**WORK ITEM:**
Only those lines in the data below from the line containing "Query: bare tree" through the line containing "Indicate the pine", both included, should be restated word for word.

** Opening TASK INPUT block **

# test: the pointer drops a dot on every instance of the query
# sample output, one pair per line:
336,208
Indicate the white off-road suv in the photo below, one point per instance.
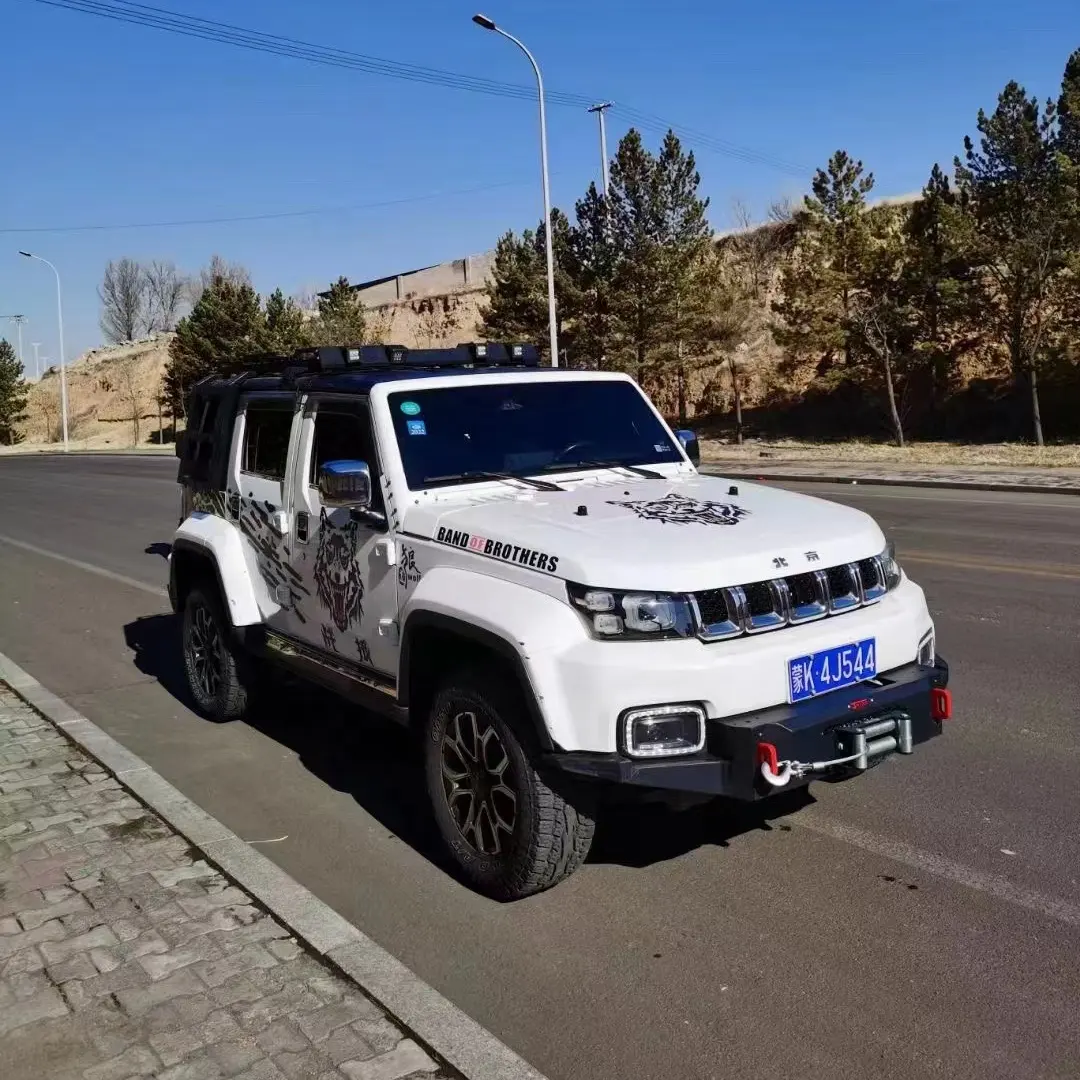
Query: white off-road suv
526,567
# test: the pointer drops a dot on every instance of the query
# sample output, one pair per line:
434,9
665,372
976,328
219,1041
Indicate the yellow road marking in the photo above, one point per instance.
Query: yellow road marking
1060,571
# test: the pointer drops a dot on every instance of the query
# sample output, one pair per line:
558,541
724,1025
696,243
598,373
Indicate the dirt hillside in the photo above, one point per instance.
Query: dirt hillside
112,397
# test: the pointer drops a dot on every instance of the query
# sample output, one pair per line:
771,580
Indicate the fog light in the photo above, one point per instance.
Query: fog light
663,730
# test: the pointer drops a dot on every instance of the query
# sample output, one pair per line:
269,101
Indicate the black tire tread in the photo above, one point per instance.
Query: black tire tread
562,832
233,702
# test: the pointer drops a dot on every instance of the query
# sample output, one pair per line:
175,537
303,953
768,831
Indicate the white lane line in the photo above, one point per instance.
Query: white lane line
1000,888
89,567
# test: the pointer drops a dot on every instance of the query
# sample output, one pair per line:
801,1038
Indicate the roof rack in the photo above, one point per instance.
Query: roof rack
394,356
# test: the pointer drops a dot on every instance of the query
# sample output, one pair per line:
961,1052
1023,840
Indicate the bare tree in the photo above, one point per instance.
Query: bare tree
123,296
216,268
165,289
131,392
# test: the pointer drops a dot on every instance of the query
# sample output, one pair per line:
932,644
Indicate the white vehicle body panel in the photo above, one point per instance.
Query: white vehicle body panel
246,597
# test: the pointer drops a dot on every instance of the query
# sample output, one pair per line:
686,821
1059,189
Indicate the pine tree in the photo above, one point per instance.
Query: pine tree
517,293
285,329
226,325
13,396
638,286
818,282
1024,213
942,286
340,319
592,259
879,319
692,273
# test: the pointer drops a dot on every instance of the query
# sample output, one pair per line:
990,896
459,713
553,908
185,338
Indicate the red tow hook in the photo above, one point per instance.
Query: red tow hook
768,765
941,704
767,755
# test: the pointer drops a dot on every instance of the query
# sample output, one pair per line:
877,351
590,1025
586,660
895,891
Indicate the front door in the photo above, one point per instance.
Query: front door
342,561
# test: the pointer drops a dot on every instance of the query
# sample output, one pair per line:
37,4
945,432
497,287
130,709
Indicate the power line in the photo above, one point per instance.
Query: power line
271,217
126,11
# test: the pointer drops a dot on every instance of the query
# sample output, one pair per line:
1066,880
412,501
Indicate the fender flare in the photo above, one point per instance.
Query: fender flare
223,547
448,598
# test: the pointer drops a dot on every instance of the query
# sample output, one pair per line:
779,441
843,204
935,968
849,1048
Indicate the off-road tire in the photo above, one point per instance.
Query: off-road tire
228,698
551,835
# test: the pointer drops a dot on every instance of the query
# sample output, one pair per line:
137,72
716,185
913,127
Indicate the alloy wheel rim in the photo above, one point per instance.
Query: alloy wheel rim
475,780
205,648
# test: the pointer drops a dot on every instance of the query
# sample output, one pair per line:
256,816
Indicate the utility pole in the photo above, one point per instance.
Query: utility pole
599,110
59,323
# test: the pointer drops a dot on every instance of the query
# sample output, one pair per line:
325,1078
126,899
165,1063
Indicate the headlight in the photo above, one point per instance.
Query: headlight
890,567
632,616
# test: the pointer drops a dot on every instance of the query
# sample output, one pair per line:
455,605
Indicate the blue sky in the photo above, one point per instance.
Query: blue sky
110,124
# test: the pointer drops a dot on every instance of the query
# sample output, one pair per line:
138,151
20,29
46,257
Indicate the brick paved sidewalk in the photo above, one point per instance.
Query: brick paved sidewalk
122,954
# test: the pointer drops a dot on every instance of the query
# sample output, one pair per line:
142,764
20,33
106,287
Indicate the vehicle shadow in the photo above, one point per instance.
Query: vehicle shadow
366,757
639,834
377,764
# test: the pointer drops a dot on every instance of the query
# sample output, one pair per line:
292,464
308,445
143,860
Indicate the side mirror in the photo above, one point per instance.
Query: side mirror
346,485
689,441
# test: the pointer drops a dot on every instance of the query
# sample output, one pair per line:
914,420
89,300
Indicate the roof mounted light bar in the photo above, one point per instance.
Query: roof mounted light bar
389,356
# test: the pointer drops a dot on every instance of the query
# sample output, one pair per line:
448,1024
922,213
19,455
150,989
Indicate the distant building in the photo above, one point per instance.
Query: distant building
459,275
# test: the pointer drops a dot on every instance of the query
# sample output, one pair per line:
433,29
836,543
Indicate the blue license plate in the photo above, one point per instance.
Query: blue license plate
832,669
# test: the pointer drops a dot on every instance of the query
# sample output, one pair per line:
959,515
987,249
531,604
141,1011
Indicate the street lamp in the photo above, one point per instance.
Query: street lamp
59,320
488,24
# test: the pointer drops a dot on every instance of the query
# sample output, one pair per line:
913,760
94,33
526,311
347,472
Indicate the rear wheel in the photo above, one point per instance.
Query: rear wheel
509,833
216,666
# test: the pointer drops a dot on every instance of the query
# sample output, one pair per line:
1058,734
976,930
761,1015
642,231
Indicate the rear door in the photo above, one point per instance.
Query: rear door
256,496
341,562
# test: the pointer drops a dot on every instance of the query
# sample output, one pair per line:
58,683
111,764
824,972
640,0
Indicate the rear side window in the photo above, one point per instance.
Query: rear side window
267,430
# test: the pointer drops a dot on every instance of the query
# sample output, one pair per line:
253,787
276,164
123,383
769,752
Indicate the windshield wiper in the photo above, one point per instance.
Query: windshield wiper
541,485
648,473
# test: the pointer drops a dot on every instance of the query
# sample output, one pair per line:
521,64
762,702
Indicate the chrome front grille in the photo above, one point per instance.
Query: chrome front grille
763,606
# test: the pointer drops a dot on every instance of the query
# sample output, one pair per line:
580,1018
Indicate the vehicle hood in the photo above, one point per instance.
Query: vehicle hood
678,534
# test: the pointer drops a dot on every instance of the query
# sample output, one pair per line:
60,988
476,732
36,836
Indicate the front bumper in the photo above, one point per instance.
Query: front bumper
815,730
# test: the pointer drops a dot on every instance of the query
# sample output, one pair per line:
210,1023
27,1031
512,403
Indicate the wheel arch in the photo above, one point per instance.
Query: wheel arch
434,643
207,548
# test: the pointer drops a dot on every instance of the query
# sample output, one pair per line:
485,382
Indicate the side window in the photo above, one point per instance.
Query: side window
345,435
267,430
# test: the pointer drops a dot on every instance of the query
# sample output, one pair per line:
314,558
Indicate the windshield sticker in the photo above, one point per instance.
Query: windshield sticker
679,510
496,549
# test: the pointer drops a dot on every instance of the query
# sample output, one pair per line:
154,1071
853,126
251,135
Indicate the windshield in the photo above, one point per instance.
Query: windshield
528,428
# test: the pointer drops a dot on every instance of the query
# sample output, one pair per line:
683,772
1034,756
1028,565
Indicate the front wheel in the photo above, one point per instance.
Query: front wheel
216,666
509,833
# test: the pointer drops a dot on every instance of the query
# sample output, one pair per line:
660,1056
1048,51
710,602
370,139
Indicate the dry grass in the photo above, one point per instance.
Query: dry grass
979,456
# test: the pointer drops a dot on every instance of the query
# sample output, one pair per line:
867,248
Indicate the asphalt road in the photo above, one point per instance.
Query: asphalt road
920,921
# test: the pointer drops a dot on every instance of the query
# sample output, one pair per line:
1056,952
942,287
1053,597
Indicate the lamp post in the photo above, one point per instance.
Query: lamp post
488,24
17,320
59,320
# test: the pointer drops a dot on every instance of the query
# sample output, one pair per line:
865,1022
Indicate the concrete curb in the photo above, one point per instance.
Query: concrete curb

** Closing TASK INPUT block **
** Opening TASK INPUT block **

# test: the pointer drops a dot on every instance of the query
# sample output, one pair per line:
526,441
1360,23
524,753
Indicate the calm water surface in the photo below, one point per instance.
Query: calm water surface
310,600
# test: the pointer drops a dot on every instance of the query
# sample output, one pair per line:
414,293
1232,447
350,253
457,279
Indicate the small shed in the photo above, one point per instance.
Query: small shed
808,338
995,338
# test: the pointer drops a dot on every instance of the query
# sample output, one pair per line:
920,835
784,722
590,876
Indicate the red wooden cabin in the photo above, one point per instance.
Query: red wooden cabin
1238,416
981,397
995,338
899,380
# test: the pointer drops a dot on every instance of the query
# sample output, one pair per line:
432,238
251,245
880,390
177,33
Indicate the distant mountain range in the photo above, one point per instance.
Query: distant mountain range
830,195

** Closing TASK INPUT block **
** Opening TASK INPUT block **

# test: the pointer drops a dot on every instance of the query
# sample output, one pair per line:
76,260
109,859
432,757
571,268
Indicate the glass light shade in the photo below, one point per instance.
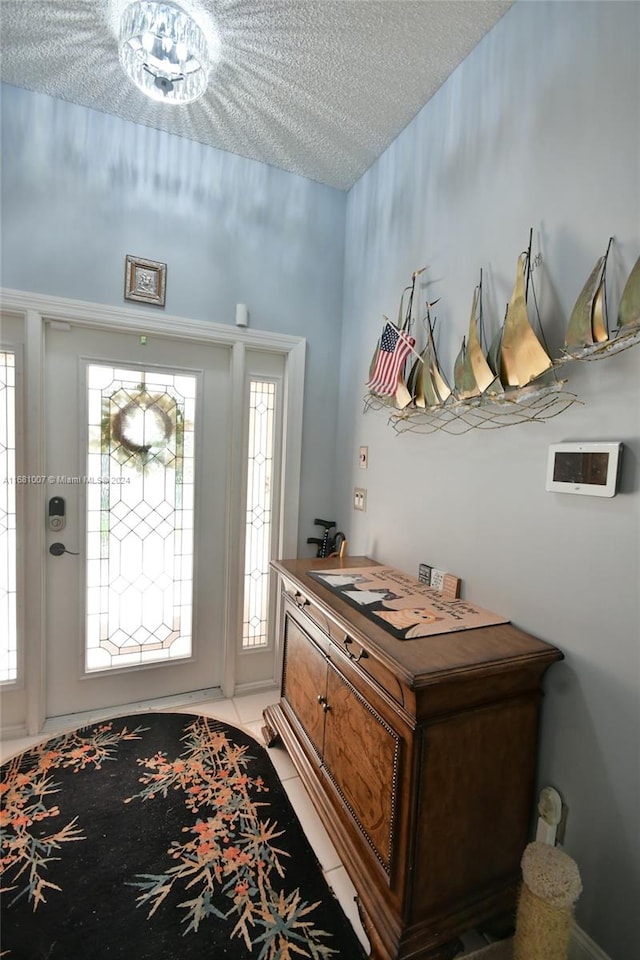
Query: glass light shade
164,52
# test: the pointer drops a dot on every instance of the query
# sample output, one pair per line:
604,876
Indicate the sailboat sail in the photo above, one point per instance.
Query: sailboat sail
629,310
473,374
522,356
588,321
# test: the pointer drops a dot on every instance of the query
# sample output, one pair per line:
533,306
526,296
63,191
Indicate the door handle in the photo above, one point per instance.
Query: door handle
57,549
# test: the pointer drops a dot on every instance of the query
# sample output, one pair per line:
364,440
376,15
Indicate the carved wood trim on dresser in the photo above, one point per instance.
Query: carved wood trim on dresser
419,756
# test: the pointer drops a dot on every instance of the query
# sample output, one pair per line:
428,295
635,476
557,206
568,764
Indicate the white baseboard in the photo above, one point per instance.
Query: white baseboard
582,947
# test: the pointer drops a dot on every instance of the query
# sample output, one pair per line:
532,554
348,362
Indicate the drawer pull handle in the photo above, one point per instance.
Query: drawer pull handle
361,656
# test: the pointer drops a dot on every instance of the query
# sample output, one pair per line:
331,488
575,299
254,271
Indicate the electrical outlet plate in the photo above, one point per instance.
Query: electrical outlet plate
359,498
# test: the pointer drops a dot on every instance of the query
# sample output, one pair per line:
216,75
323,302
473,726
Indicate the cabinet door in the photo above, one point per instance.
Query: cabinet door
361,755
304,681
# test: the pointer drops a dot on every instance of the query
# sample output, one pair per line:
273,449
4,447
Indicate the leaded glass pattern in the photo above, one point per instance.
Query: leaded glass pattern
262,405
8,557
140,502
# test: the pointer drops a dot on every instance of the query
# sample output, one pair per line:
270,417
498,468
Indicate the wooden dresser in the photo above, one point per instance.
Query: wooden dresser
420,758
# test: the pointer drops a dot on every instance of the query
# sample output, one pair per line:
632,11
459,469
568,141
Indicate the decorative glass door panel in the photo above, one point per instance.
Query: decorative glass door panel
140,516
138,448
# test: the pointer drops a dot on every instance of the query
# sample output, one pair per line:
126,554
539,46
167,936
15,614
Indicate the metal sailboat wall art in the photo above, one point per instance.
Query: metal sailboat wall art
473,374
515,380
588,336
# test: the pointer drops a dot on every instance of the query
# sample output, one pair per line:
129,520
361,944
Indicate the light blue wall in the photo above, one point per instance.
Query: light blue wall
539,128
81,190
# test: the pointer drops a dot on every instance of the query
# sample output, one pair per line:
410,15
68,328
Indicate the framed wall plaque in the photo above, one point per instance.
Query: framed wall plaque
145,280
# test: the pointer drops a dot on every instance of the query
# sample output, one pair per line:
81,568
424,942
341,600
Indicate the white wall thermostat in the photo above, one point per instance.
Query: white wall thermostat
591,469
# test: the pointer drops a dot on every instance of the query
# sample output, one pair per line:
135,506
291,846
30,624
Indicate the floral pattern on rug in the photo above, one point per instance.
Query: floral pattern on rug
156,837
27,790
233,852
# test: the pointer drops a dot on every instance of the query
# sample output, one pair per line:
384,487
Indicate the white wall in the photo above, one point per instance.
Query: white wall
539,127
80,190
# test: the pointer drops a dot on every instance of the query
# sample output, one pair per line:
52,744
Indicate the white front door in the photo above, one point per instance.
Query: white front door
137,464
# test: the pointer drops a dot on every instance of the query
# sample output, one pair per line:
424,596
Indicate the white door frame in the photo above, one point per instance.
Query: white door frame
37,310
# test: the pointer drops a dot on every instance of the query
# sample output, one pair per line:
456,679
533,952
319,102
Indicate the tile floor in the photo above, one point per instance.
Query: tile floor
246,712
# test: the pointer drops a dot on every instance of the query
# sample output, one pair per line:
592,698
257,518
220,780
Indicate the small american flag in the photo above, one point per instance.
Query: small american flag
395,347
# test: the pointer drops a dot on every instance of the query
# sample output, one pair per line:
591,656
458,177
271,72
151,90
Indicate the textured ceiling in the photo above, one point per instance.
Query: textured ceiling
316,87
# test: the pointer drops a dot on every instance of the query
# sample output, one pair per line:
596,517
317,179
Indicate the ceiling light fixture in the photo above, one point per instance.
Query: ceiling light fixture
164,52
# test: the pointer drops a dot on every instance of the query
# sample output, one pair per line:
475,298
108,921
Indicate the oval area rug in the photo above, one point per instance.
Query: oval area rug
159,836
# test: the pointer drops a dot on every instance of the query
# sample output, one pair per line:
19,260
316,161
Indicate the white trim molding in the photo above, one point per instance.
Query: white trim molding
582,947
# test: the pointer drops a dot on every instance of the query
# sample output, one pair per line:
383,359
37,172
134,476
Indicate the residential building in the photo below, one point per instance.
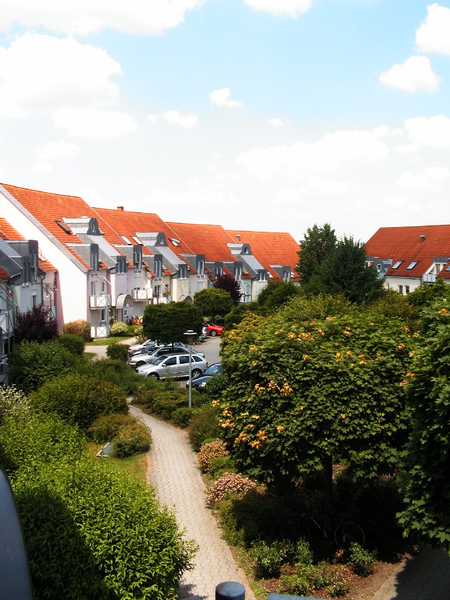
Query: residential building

** Closing TASK INPUT block **

**TASK SOLUTION:**
Query: bare tree
123,296
216,268
165,289
131,392
# test: the pointer drops a dot on every instance of the query
# sample output, one pair per line:
932,644
Indicate the white vehicle body panel in the photo above, one point per instance.
Query: white vehicle body panel
246,597
# test: the pointer drops a dot on every instance of the query
# sample output, one pair per line:
686,821
1059,189
Indicate the pine tree in the photo above, one point per instance.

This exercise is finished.